January/February 2002 Spirituality
A Question of the Heart

by Susan Dermond

Susan Dermond
“Values are more a question of the heart than of the mind,” George R. Beinhorn writes in the November/December, 2001, issue of Mothering. “…We tend to decide whether something is right or wrong not by thinking through the issues, but by feeling their rightness or wrongness.”

About five years ago, a horrific local high school incident was in the news. Several students showed a video in class of themselves torturing a cat. An adult, when asked if they would be suspended, said something to the effect of “Don’t blow it out of proportion. It was a cat, not a person.”

Several years and several school shootings later, we are a bit more sophisticated about such crimes. It is common knowledge that a high percentage of shootings are committed by young men who had tortured animals. Such behavior feels wrong; we don’t need intellectual analysis to know this, yet scientific studies also show that this is a sign of deep psychological disturbance, confirming our feelings of revulsion.

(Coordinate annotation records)
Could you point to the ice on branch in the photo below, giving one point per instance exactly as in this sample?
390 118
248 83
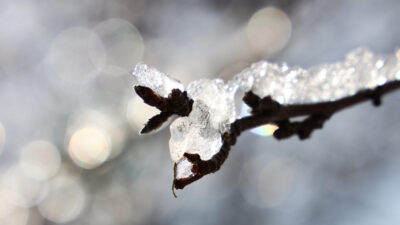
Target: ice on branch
360 70
214 108
160 83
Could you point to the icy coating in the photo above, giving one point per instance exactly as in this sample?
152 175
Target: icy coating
161 83
214 106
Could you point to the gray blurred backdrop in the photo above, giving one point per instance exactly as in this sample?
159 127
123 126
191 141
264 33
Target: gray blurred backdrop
69 120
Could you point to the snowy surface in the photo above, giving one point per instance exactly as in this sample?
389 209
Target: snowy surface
194 134
214 106
360 70
150 77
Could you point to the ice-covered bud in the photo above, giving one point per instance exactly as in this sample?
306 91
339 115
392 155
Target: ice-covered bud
194 134
218 97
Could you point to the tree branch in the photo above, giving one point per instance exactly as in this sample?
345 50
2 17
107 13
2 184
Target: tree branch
266 110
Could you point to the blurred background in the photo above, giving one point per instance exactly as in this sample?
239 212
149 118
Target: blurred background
70 151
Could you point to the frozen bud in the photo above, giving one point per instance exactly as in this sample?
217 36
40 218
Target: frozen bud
194 135
150 77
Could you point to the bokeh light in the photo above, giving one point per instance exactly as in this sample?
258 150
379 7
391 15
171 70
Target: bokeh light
65 201
69 118
268 30
77 55
2 137
123 43
89 147
110 124
40 160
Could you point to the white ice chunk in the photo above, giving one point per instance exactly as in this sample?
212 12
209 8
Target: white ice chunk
214 105
183 169
194 134
218 97
150 77
360 70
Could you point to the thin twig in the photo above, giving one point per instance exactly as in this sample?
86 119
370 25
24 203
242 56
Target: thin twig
266 110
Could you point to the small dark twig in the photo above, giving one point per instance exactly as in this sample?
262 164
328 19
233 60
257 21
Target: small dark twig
177 103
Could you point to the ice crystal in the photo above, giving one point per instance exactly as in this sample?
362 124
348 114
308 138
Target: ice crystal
214 107
160 83
360 70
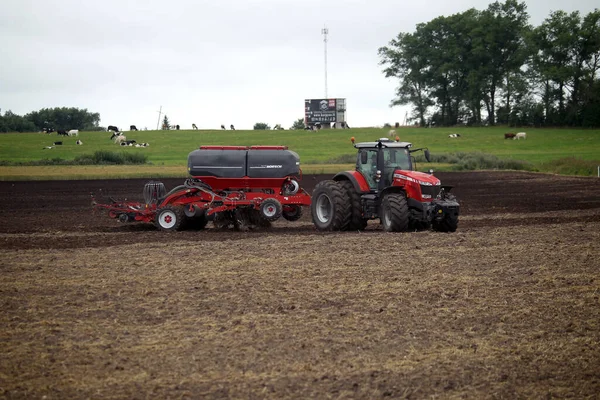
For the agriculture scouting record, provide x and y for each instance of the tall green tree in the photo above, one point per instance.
(65, 118)
(406, 60)
(11, 122)
(501, 50)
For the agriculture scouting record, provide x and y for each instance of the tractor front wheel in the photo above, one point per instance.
(394, 213)
(330, 207)
(170, 218)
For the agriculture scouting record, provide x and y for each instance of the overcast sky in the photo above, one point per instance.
(211, 62)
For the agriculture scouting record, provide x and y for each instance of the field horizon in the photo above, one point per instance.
(553, 150)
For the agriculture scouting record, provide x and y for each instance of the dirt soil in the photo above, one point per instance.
(506, 307)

REQUIREMENTS —
a – Answer these questions from the article on values:
(i) In which magazine and issue did George R. Beinhorn write the opening quotation?
(ii) What did several students show in class?
(iii) By whom, according to common knowledge, is a high percentage of shootings committed?
b – Copy the part of the article on values that opens with the words containing "About five years" and closes with "feelings of revulsion.".
c – Decide whether each statement agrees with the article on values. Answer yes or no, and quote the deciding words.
(i) The high school incident took place about ten years ago.
(ii) Scientific studies show that torturing animals is a sign of deep psychological disturbance.
(iii) Beinhorn says we decide whether something is right or wrong by thinking through the issues.
The entries are separate material and have no connection to the article on values.

THE SOLUTIONS —
a –
(i) The November/December 2001 issue of Mothering
(ii) A video of themselves torturing a cat
(iii) Young men who had tortured animals

b –
About five years ago, a horrific local high school incident was in the news. Several students showed a video in class of themselves torturing a cat. An adult, when asked if they would be suspended, said something to the effect of “Don’t blow it out of proportion. It was a cat, not a person.”

Several years and several school shootings later, we are a bit more sophisticated about such crimes. It is common knowledge that a high percentage of shootings are committed by young men who had tortured animals. Such behavior feels wrong; we don’t need intellectual analysis to know this, yet scientific studies also show that this is a sign of deep psychological disturbance, confirming our feelings of revulsion.

c –
(i) No: "About five years ago, a horrific local high school incident was in the news."
(ii) Yes: "scientific studies also show that this is a sign of deep psychological disturbance"
(iii) No: "We tend to decide whether something is right or wrong not by thinking through the issues, but by feeling their rightness or wrongness."